-- BEGIN Records to use --
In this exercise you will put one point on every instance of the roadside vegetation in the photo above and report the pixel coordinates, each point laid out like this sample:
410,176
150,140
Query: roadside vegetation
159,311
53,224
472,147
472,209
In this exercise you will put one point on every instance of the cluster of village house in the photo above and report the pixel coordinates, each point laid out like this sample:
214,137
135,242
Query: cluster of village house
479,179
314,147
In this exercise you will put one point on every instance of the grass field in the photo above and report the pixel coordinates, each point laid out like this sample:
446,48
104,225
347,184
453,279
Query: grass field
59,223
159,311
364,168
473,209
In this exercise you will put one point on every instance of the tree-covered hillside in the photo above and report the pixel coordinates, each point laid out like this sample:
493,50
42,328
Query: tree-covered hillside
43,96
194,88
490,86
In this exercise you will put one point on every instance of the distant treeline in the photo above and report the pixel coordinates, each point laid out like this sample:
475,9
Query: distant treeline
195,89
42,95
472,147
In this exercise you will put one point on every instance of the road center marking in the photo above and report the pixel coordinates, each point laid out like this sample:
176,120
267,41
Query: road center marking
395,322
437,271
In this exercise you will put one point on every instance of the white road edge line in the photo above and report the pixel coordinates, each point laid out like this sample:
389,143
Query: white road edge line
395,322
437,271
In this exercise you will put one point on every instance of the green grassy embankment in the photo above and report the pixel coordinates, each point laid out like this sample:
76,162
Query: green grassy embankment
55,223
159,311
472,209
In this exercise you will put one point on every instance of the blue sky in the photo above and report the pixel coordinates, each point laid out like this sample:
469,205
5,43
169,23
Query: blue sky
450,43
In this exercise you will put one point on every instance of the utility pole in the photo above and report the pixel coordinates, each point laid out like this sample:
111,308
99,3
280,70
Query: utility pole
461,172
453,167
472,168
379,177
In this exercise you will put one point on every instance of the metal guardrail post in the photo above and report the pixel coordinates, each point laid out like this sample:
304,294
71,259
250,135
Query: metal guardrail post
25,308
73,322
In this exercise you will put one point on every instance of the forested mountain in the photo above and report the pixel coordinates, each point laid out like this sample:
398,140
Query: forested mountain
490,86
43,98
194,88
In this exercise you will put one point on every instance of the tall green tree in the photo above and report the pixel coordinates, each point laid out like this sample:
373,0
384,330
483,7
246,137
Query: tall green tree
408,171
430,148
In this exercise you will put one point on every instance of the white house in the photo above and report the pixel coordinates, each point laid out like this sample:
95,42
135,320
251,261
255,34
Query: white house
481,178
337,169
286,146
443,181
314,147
-- END Records to use --
What you are asked to do: Write out all of the items above again, putting "x,y positions" wherever "pixel coordinates" occurs and leaving every other word unchanged.

Result of the exercise:
In this exercise you will put one point on every instance of the roadside vegetation in the photo above and report the x,y positions, each point laid out like this sample:
410,176
150,140
Query: roadside vegetation
159,311
53,224
472,147
472,209
In this exercise you will put one point on every instance of the cluster of village house in the photo above and report the x,y positions, each point laid out like this sample:
214,137
135,242
Query: cluster of village house
479,179
314,147
In this exercise you will put one point on every instance of the grass field in the photo above and report the x,y positions, each point laid out like this sample:
446,48
104,225
347,184
453,279
Query: grass field
59,223
159,311
364,168
473,209
In this exercise you will put one point on every instance of the tree-covered hillside in the photo above and report the x,y positions, each point laid out like this sample:
493,50
42,328
Query: tree-covered hillside
43,96
194,88
490,86
In this exercise you will put one point on every instance of the distant treeline in the photo above and report the x,y positions, each point laid out like this sample:
475,9
Query: distant treeline
195,89
42,95
472,147
In this exercise you will put one point on every instance of the road center marking in the photo above and report the x,y positions, each point laid out like this sample:
176,120
267,41
Query: road center marking
395,322
437,271
In this exercise you will put one point on every instance of the white road edge line in the photo above and report the x,y positions, each point laid out like this sample:
389,143
Query: white road edge line
395,322
437,271
In this exercise you will put one point on every instance of the green grassy embankment in the photo above and report the x,y positions, each point laid out like this sample:
76,162
Query: green grassy embankment
55,223
159,311
472,209
In this exercise you will put one point on every instance of the blue sky in the photo above and report the x,y positions, each point laid out like this sample:
469,205
5,43
169,23
Query: blue sky
450,43
In this exercise you will put one point on every instance of the utility pole in the photo above and report the x,y positions, each point laid out like this sample:
111,308
99,3
280,70
Query: utility pole
461,172
453,167
472,168
379,177
In this exercise you will put one point on every instance of the metal guardrail post in the photo above and report the x,y positions, each point laid out like this sample:
304,294
71,259
250,135
Query: metal guardrail post
25,308
73,322
In this exercise you will put one point on every instance of the forested mountain in the photo above and report the x,y positions, each point laid out like this sample:
398,140
Query: forested mountain
490,86
43,98
194,88
In this exercise you will put one point on every instance of the tall green tree in the photo above and report the x,y positions, each point laid out like this sample:
373,0
384,330
483,7
246,137
Query: tall green tree
408,171
430,148
In this exercise you will put one point on every instance of the white house in the photo above and report the x,y positions, each point laid out like this sample:
95,42
135,320
251,261
255,34
Query: white house
481,178
337,169
286,146
443,181
314,147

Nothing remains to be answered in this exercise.